■ **What you should do**
Take all the material and copy it exactly.

(Labeled-object pointing entries)
>>>
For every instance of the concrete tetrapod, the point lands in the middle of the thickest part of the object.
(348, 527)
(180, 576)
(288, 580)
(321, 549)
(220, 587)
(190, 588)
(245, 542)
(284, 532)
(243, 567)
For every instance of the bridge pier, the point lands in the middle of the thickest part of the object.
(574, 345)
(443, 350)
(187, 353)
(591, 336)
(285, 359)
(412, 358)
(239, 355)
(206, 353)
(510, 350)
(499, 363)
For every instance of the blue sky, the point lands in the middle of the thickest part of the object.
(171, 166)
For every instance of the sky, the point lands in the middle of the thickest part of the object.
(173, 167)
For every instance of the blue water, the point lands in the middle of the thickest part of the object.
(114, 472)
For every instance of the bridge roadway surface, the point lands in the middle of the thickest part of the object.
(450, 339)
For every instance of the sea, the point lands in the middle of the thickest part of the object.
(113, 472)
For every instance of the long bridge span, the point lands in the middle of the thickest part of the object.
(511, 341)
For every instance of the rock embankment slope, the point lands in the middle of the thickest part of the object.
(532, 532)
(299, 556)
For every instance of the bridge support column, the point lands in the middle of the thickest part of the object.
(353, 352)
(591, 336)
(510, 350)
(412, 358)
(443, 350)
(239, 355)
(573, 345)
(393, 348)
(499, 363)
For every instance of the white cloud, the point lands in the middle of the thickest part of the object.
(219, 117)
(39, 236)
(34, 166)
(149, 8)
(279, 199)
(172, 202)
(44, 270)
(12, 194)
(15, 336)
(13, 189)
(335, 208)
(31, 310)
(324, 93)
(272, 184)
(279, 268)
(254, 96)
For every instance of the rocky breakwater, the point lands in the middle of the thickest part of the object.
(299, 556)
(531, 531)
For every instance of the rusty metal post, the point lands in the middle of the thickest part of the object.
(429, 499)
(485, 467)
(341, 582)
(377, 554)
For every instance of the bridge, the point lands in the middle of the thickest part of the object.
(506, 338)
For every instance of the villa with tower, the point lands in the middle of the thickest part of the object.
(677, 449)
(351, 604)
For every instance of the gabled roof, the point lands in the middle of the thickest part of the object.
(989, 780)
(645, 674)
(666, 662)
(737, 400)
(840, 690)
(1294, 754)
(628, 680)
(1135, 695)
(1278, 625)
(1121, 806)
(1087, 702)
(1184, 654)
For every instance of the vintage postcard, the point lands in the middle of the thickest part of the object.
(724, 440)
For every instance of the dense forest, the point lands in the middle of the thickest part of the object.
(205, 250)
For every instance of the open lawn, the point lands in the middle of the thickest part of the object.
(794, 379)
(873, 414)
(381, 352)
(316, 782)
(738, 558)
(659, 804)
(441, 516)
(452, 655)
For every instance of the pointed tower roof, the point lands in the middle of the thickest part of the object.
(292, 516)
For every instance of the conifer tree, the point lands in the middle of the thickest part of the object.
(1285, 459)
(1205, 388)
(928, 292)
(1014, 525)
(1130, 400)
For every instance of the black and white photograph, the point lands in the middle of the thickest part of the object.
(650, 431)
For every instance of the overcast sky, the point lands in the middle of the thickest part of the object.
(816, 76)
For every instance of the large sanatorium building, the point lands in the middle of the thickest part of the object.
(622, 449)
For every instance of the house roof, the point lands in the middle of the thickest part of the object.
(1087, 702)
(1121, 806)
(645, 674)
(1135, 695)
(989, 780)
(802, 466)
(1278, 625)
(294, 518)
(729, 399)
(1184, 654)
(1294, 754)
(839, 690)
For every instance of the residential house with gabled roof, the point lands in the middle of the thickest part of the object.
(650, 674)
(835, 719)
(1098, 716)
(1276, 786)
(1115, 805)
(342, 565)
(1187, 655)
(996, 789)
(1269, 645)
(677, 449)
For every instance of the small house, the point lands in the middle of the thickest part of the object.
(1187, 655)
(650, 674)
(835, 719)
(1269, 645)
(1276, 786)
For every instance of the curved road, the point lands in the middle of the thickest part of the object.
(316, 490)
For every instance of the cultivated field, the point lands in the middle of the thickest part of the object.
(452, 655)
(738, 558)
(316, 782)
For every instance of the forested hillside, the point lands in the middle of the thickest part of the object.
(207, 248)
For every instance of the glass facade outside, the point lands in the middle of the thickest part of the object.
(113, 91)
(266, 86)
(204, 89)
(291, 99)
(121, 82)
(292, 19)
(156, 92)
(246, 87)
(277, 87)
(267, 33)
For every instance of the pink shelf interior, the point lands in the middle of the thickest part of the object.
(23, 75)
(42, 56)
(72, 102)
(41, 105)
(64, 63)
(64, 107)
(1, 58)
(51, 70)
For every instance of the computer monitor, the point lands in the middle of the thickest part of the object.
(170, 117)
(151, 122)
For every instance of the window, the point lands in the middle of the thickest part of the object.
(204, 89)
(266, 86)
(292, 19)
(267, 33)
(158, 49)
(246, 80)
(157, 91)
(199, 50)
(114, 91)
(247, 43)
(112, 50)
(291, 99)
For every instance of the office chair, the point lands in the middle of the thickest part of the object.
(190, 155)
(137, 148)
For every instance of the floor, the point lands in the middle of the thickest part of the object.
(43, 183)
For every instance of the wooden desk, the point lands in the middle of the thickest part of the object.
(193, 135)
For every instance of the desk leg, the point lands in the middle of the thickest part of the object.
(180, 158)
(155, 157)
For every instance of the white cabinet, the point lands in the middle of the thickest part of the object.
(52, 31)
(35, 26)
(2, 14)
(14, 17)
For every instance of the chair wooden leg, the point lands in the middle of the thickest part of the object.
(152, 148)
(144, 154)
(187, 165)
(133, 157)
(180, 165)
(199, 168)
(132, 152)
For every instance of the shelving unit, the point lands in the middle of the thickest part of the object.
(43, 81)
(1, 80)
<<<
■ **Response to the exercise**
For every instance of the concrete tetrapod, the point lands in the middle of the thickest part of the object.
(348, 527)
(180, 576)
(288, 580)
(321, 549)
(220, 587)
(190, 588)
(245, 542)
(284, 532)
(243, 567)
For every instance of the bridge pier, the point lands in the middle of the thickest part of the object.
(574, 345)
(443, 350)
(187, 353)
(591, 336)
(285, 359)
(412, 358)
(239, 355)
(206, 353)
(510, 350)
(499, 363)
For every instance of the blue sky, the point lands in the middle of the thickest part of the object.
(171, 166)
For every instance of the sky, the point lands in the middle of the thickest part of the object.
(173, 167)
For every instance of the blue water, the point lands in the middle of the thickest part of the object.
(114, 472)
For every instance of the bridge roadway surface, the point lands in the middle of the thickest part of the object.
(450, 339)
For every instance of the sea, the point lands in the middle of the thickest part of the object.
(113, 472)
For every instance of the long bridge span, the point lands in the middle of the thickest part of the object.
(511, 341)
For every instance of the rock embankment slope, the point lands in the middle of the thickest part of the object.
(532, 532)
(299, 556)
For every instance of the bridge support column, the point lands in the middle of the thickest part of the object.
(353, 352)
(591, 336)
(510, 350)
(412, 358)
(443, 350)
(239, 355)
(573, 345)
(393, 348)
(499, 363)
For every instance of the white cloud, the point lands in the middle of the thickest part of the object.
(219, 117)
(39, 236)
(34, 166)
(149, 8)
(279, 199)
(172, 202)
(44, 270)
(12, 194)
(15, 336)
(13, 189)
(335, 208)
(31, 310)
(324, 93)
(272, 184)
(279, 268)
(254, 96)
For every instance of the rocky breakwater, the point lands in the middle of the thickest part of the object.
(299, 556)
(531, 531)
For every instance of the rusty metal post, the point lands in the middle of the thickest part of the object.
(429, 499)
(485, 467)
(341, 582)
(377, 554)
For every instance of the bridge, the point lands in the middle of the thickest part of the object.
(506, 338)
For every instance of the villa with tower, the point lands in the middle of the thickest part of the object.
(677, 449)
(351, 604)
For every instance of the gabled roof, the point lands in the middle of the thickest part of the object.
(989, 780)
(645, 674)
(666, 662)
(737, 400)
(840, 690)
(1294, 754)
(628, 680)
(1135, 695)
(1278, 625)
(1121, 806)
(1087, 702)
(1184, 654)
For every instance of the vintage postcard, the point lands in the middle of the thickest part of the object.
(724, 440)
For every instance of the dense forest, the point lands in the middle of the thickest part of the object.
(205, 250)
For every instance of the open lawn, the point lands in the middle of the thickest part of the object.
(794, 379)
(873, 414)
(381, 352)
(316, 782)
(738, 558)
(659, 804)
(441, 516)
(452, 655)
For every instance of the pointed tower roof, the point lands in the middle of the thickest part of the object.
(292, 516)
For every instance of the conifer tree, the point lands in the middle of the thickest part of the object.
(1285, 459)
(1205, 388)
(928, 292)
(1014, 525)
(1130, 400)
For every instance of the black and white photograph, the point lands in the middle of the thickest part of the object.
(650, 431)
For every instance of the overcast sky, the point lands in the middle of the thickest part of the object.
(816, 76)
For every instance of the large sanatorium building, the point lands in the middle of the thickest part of the object.
(622, 449)
For every instance of the house roof, the point lands in the middle of the thickest part of the object.
(1087, 702)
(1121, 806)
(645, 674)
(1135, 695)
(989, 780)
(802, 466)
(1278, 625)
(294, 518)
(729, 399)
(1184, 654)
(1294, 754)
(839, 690)
For every instance of the residential house with gabled roof, the point lands in the middle of the thickest part of the object.
(650, 674)
(835, 719)
(1098, 716)
(1276, 786)
(1115, 805)
(342, 565)
(1187, 655)
(996, 789)
(1269, 645)
(677, 449)
For every instance of the small house, the point lands in the middle of the thickest part of the object.
(1187, 655)
(650, 674)
(835, 719)
(1269, 645)
(1276, 786)
For every instance of the curved road, the point lands in the middle of the thickest part of the object.
(316, 490)
For every instance of the cultivated field, the point lands in the middle of the thickest part of the object.
(452, 655)
(738, 558)
(316, 782)
For every instance of the forested hillside, the point lands in the middle of the thickest part of the object.
(207, 248)
For every instance of the glass facade outside, the point lands in the middle of the thickest part of the object.
(113, 91)
(266, 86)
(204, 89)
(291, 99)
(121, 82)
(292, 19)
(156, 92)
(246, 87)
(277, 87)
(267, 33)
For every instance of the pink shelf interior, the point lands in the middle of the thickest part of the object.
(23, 75)
(42, 56)
(72, 102)
(41, 105)
(64, 63)
(64, 107)
(1, 58)
(51, 70)
For every instance of the computer monitor, the point lands in the middle of the thickest part of the object.
(170, 117)
(151, 122)
For every instance of the window, the point lands in the middle of the thickest part of the object.
(204, 89)
(266, 86)
(292, 19)
(267, 33)
(158, 49)
(246, 80)
(157, 91)
(199, 50)
(114, 91)
(247, 43)
(112, 50)
(291, 99)
For every instance of the office chair, the point lands in the middle of the thickest part of the object.
(190, 155)
(137, 148)
For every instance of the floor, the point lands in the middle of the thickest part of the object.
(43, 183)
For every instance of the wooden desk, the point lands in the middle of the thickest part of the object.
(193, 135)
For every instance of the desk leg, the point lands in the middle of the thickest part of the object.
(180, 158)
(155, 157)
For every instance of the white cabinet, the point lands in the middle of the thickest part of the object.
(52, 31)
(35, 26)
(2, 14)
(14, 17)
For every instance of the chair wooden leg, the point lands in the middle of the thickest part of the object.
(152, 148)
(144, 154)
(187, 165)
(133, 157)
(180, 165)
(199, 168)
(132, 152)
For every instance of the shelving unit, the point lands in the middle of the thickest part of the object.
(43, 81)
(1, 80)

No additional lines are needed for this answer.